=== Aim of the task ===
Return verbatim the run of lines that opens with the line holding "Locate each instance of the forested" and closes with the last line of the records.

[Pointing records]
--------------------------------

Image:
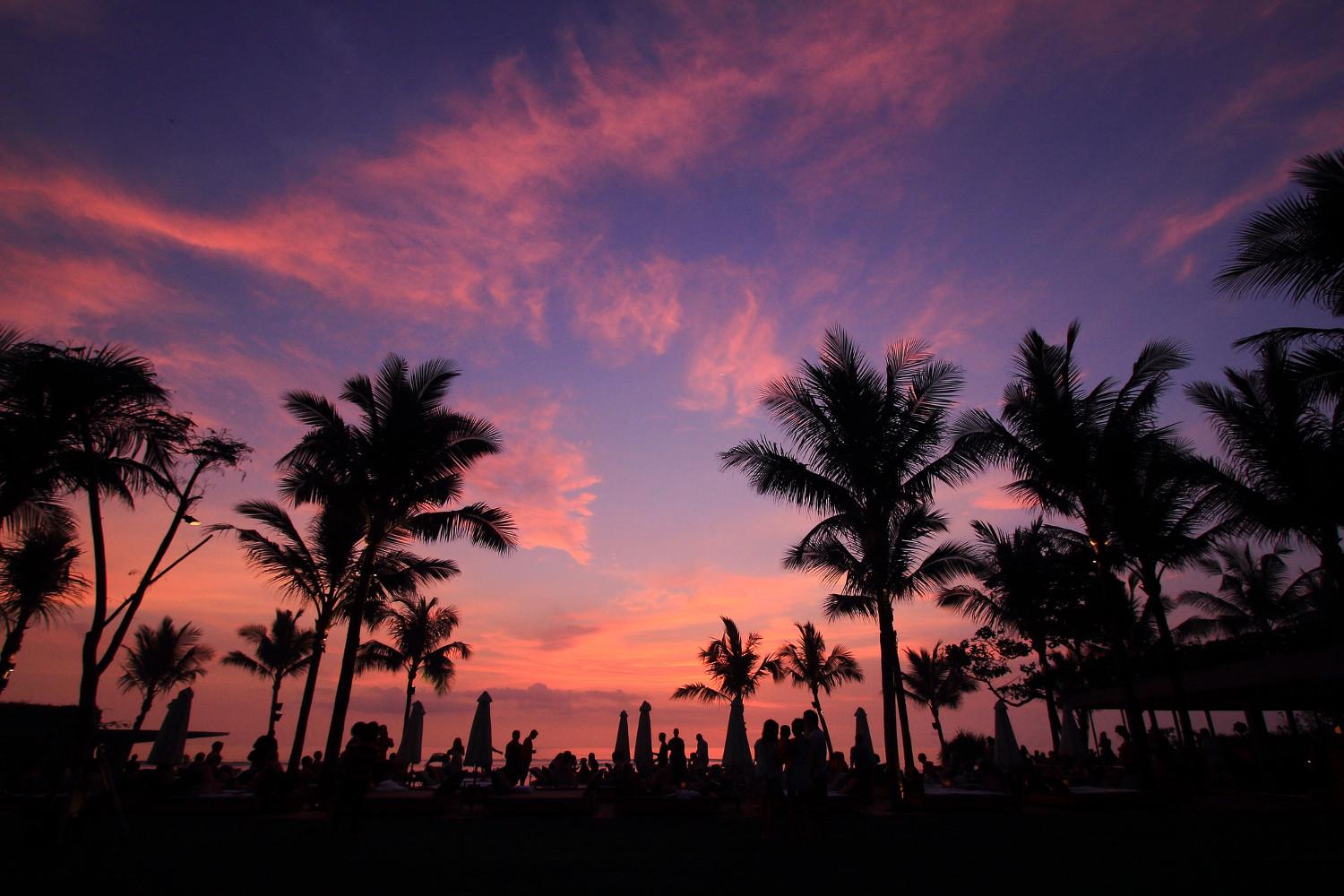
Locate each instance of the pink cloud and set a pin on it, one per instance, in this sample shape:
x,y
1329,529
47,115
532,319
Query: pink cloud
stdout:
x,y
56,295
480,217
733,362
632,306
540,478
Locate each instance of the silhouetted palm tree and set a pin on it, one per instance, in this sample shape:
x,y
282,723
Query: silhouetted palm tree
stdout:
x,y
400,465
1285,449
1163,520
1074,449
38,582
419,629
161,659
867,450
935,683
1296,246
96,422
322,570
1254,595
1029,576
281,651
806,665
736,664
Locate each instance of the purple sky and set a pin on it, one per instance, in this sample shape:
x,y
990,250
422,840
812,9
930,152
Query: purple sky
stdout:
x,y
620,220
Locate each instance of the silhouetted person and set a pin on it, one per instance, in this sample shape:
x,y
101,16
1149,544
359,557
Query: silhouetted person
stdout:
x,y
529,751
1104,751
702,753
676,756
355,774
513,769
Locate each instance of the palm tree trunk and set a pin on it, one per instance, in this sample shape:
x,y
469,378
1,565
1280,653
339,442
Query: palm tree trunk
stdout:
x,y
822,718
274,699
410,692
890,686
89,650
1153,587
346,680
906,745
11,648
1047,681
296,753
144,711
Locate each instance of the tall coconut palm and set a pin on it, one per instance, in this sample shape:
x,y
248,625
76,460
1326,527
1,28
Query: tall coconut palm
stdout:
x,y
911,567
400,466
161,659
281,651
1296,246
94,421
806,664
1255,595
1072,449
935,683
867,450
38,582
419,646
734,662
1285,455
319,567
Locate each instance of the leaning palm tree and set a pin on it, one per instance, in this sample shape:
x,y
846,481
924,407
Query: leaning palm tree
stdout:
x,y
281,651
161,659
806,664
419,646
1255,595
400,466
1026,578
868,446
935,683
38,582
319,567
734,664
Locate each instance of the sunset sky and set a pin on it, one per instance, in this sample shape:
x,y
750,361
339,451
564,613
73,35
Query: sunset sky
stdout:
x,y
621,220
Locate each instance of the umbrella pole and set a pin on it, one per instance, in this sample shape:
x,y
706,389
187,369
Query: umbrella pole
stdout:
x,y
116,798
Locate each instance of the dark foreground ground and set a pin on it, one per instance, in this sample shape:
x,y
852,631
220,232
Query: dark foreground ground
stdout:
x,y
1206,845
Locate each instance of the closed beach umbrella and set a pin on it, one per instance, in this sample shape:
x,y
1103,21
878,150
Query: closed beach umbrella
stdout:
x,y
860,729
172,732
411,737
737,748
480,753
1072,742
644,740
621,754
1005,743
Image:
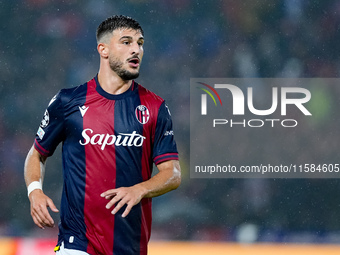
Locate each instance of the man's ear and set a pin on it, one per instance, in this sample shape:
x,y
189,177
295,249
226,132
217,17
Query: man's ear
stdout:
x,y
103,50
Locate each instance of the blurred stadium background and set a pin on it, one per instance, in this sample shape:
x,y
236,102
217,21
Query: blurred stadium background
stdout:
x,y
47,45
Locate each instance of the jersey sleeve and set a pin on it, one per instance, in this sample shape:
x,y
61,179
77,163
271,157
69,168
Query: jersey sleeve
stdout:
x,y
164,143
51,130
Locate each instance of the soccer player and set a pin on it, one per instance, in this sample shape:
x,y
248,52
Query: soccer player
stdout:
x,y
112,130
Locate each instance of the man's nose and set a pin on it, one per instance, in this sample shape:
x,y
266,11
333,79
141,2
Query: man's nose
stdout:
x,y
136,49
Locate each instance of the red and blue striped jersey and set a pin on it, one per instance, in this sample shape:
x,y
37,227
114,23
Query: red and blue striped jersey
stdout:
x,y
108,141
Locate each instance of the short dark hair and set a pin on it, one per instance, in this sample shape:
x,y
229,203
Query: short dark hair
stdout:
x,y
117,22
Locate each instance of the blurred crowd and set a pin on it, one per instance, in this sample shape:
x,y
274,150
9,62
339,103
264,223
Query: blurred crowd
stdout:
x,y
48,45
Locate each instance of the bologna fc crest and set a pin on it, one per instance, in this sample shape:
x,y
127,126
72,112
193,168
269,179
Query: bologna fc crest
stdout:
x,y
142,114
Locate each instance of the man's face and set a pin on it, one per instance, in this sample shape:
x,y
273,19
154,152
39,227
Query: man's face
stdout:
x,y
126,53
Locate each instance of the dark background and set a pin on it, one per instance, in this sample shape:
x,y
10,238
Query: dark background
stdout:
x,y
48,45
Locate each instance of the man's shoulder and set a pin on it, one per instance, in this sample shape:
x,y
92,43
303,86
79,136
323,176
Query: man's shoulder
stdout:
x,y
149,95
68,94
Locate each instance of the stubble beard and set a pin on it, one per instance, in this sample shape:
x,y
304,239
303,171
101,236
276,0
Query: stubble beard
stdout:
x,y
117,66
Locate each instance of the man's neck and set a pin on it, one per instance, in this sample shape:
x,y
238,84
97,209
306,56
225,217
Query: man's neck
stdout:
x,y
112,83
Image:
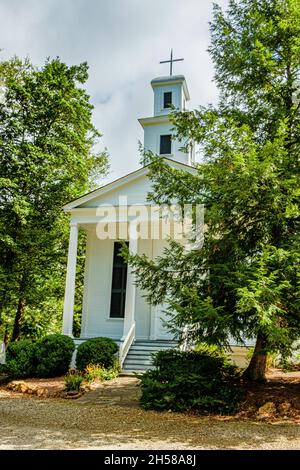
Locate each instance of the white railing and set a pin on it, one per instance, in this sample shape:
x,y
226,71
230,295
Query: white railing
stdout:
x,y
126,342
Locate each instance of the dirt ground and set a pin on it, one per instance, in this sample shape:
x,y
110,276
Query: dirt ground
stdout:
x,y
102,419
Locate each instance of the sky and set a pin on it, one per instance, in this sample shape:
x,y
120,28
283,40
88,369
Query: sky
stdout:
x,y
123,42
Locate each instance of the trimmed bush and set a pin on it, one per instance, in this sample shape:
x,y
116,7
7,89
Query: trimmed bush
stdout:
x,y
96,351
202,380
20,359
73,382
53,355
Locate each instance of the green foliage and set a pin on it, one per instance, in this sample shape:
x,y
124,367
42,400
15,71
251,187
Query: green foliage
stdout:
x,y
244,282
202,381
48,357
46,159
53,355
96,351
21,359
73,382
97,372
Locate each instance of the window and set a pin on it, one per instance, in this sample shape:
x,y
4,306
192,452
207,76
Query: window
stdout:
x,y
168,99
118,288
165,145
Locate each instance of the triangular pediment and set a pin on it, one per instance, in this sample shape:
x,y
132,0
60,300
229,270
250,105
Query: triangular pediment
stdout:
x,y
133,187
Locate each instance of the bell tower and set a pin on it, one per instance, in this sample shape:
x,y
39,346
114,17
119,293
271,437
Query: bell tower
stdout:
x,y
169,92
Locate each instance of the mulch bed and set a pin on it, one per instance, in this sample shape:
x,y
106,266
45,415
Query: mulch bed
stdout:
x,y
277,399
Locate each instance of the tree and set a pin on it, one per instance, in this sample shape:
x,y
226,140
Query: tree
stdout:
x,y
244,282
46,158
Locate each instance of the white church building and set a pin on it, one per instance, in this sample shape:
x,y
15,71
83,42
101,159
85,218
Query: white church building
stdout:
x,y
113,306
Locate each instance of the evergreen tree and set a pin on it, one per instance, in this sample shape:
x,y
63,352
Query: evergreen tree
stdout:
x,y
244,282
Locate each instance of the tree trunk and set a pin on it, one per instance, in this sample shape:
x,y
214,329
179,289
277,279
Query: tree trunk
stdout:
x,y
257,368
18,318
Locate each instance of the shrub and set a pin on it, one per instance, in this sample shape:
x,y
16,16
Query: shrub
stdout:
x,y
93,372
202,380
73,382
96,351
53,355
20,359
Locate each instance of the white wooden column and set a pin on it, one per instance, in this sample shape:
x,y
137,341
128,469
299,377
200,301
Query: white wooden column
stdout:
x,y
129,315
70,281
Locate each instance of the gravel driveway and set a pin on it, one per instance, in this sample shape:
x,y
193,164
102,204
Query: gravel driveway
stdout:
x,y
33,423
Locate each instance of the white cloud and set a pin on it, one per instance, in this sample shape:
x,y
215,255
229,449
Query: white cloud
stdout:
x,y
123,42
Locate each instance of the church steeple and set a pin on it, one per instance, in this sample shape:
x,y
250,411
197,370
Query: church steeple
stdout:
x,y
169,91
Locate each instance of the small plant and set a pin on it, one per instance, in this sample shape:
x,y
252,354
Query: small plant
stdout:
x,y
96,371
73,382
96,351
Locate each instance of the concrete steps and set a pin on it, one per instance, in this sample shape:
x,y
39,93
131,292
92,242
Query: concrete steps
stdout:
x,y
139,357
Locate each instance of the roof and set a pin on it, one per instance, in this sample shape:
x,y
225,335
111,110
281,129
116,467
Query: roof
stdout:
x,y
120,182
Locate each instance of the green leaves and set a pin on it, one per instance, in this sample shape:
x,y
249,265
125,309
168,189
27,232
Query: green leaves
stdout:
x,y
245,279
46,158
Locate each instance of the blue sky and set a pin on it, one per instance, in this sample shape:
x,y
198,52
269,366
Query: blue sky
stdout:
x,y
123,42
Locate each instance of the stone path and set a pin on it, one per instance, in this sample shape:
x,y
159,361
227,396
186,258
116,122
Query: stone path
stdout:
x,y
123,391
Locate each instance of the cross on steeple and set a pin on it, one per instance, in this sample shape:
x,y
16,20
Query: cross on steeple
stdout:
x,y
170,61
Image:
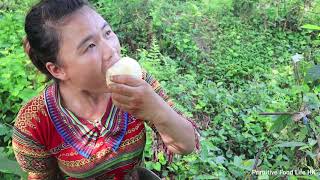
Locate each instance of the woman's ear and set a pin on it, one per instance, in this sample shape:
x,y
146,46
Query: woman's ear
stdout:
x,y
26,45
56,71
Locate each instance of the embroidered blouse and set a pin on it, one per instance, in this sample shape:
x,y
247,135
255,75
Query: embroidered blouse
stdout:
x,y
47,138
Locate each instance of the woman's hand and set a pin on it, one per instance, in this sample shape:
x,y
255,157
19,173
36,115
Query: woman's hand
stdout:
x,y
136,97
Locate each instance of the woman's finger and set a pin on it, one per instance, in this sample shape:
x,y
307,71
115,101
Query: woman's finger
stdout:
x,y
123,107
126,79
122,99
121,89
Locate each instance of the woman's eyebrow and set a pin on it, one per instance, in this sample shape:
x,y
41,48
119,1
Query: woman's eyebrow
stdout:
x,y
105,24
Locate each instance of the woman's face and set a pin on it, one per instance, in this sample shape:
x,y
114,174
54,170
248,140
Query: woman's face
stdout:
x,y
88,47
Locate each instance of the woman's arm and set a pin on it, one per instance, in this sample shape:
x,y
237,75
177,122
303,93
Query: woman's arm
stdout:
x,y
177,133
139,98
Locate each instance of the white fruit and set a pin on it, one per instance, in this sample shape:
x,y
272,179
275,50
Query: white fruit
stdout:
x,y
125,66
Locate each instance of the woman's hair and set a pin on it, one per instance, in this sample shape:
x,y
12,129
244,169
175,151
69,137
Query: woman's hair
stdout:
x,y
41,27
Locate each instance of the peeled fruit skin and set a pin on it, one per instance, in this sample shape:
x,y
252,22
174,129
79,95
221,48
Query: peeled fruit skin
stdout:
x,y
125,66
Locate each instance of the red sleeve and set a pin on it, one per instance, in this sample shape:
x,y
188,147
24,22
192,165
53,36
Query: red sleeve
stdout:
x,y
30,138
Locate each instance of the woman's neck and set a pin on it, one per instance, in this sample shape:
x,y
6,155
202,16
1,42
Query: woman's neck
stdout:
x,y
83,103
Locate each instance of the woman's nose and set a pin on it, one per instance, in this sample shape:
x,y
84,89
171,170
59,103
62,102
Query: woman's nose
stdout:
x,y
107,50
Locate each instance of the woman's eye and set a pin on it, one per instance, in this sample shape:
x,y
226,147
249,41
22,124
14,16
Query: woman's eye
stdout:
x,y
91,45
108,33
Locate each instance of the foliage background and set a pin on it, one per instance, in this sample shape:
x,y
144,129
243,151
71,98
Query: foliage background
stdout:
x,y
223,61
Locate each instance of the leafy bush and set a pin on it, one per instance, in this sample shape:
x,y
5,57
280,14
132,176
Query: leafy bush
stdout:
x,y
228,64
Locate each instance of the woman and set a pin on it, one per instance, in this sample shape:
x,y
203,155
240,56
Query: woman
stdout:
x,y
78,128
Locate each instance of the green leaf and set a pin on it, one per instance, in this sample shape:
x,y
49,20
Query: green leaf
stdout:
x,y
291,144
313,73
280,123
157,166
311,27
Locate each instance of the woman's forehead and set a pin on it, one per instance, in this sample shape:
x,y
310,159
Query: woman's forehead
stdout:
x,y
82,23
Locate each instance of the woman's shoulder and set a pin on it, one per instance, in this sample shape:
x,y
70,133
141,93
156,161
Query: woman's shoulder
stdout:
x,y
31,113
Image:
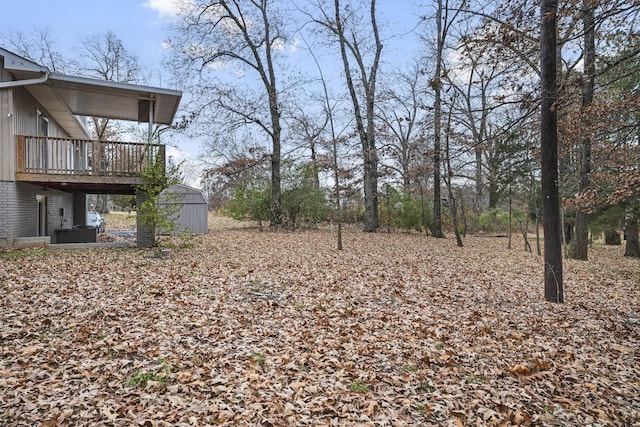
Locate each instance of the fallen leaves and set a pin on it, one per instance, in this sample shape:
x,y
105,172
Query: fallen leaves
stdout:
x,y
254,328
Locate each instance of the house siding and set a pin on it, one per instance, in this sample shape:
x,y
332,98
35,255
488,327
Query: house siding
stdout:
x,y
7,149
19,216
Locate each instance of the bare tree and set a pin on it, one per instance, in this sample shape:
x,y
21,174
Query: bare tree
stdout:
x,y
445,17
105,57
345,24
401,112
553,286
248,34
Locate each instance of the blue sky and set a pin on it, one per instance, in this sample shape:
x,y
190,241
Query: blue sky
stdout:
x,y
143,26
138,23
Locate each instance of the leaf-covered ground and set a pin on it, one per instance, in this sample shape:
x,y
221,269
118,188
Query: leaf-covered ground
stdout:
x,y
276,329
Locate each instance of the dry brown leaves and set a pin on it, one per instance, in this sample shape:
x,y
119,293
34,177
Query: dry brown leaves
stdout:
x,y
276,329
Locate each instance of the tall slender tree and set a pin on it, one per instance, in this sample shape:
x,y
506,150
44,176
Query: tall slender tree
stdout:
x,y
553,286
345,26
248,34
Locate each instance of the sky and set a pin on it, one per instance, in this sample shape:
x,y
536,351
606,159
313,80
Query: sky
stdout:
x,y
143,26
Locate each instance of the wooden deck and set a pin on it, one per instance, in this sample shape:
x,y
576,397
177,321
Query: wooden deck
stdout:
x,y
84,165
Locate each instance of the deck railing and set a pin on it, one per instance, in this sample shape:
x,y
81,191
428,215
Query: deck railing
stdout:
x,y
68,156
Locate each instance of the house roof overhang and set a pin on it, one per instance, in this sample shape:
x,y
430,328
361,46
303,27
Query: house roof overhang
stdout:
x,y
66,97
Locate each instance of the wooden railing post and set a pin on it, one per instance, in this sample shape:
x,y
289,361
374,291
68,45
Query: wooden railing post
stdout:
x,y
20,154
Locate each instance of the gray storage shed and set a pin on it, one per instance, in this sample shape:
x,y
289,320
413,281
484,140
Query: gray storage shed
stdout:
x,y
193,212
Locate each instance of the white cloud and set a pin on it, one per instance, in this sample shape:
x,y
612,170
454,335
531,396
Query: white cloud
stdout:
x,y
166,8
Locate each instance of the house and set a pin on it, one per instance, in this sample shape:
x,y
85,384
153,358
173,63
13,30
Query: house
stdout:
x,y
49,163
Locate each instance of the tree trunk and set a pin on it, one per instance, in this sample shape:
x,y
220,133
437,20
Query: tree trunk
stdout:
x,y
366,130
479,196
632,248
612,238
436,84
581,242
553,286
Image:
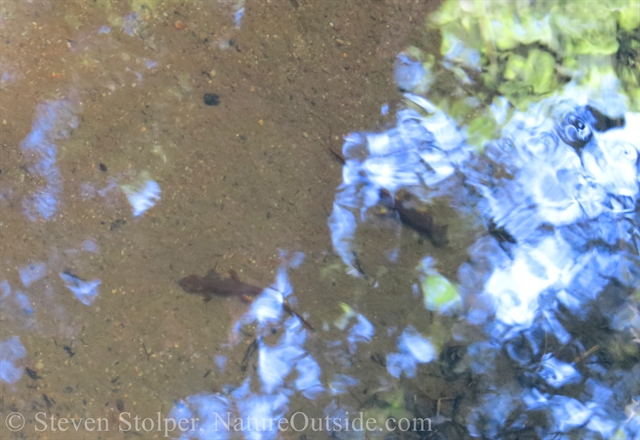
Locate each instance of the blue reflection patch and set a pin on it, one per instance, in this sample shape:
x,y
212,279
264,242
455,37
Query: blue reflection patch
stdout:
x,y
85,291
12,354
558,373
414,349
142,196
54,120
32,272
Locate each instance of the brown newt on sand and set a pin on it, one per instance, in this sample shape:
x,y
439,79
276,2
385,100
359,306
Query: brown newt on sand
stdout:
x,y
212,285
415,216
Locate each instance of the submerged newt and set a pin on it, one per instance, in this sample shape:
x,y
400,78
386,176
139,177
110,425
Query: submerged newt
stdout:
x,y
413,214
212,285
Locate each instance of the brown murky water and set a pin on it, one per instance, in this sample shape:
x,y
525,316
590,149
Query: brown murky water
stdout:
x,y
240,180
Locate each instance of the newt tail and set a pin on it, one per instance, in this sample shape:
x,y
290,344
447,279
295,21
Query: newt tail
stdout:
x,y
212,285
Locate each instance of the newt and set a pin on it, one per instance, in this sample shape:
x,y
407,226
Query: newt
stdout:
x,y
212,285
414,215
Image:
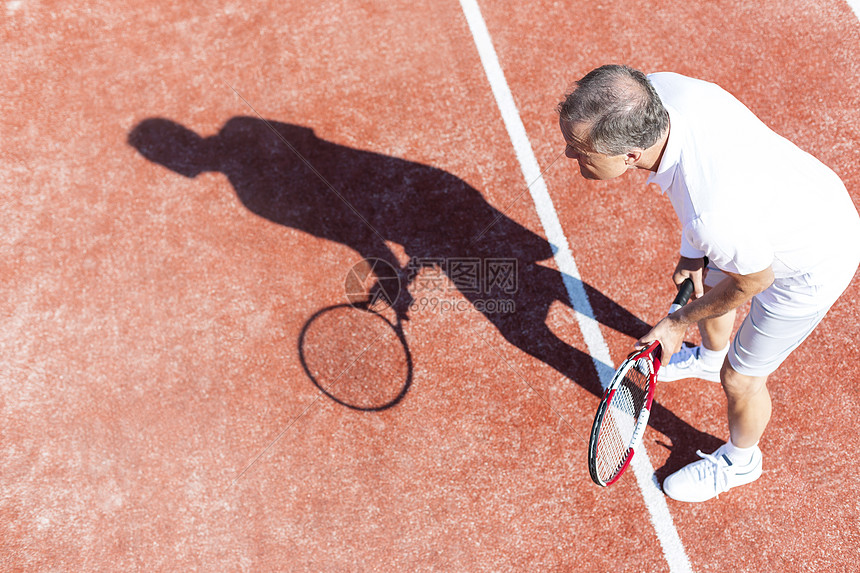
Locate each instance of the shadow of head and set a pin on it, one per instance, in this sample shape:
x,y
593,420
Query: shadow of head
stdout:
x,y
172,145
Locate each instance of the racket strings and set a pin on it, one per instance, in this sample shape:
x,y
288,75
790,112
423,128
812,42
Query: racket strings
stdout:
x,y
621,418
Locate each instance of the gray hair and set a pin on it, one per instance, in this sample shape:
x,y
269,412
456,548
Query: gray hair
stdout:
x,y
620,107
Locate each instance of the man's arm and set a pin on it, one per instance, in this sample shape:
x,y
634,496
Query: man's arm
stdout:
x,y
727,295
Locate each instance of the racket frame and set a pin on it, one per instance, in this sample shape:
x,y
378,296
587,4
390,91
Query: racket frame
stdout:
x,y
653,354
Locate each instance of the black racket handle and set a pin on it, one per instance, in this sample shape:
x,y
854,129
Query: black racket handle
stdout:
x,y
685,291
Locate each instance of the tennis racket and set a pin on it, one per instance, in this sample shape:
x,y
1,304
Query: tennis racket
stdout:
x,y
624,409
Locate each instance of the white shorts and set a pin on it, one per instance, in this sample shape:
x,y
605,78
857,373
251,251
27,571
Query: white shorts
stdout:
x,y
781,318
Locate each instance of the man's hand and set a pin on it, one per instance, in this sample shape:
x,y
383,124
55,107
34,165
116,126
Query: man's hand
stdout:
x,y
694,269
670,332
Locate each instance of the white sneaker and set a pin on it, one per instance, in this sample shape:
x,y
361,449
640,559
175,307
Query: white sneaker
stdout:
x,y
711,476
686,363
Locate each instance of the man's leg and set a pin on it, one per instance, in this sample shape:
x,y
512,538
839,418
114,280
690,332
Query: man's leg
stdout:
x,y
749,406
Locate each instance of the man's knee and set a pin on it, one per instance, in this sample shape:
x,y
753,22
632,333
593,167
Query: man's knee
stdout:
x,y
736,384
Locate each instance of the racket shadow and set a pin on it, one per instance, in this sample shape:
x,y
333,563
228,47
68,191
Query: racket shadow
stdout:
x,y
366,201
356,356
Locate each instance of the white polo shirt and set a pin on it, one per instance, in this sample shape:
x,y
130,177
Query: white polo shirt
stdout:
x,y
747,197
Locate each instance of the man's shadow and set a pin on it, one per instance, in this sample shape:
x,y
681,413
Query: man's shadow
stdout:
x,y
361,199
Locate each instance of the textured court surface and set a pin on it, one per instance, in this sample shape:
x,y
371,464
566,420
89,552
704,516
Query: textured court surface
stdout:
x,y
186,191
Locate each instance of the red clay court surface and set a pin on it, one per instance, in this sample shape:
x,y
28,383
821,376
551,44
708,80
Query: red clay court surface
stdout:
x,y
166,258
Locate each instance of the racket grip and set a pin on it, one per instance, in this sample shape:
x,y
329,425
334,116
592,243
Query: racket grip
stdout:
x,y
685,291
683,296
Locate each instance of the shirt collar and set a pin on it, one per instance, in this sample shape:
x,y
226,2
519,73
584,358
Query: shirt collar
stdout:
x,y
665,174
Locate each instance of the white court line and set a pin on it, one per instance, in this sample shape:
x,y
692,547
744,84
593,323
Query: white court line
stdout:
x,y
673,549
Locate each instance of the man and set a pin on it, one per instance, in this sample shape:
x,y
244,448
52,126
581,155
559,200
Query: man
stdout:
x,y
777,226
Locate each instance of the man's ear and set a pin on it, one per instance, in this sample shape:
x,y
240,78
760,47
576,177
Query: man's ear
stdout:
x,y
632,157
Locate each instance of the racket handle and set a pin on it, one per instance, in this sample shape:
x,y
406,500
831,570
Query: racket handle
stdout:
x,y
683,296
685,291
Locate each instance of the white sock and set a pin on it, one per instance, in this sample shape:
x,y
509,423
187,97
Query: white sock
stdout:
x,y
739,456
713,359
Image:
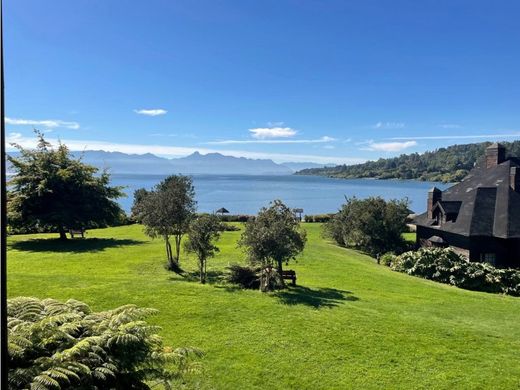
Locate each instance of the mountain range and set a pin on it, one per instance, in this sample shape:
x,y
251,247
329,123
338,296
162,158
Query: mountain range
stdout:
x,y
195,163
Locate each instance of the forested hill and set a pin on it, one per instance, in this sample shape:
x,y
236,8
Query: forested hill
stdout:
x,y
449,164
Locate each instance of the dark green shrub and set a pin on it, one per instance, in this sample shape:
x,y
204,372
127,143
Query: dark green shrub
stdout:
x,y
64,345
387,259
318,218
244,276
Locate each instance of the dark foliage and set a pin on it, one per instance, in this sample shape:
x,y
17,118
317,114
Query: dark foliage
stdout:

--------------------------------

=== Written reply ===
Locate each instance of the forested hill and set a pin on it, one per instance, in this sample shape:
x,y
236,8
Query: forested hill
stdout:
x,y
449,164
Locate each instance of the dark green shrub and set a pin on it, one per instance, in this sample shape:
x,y
204,372
127,143
Query: dark green shrub
stdout:
x,y
64,345
387,259
318,218
244,276
Locate each instance of the dark foliage and set a pin on it, one per instance, in this sample shape:
x,y
17,118
317,114
Query: dark foliage
stdout:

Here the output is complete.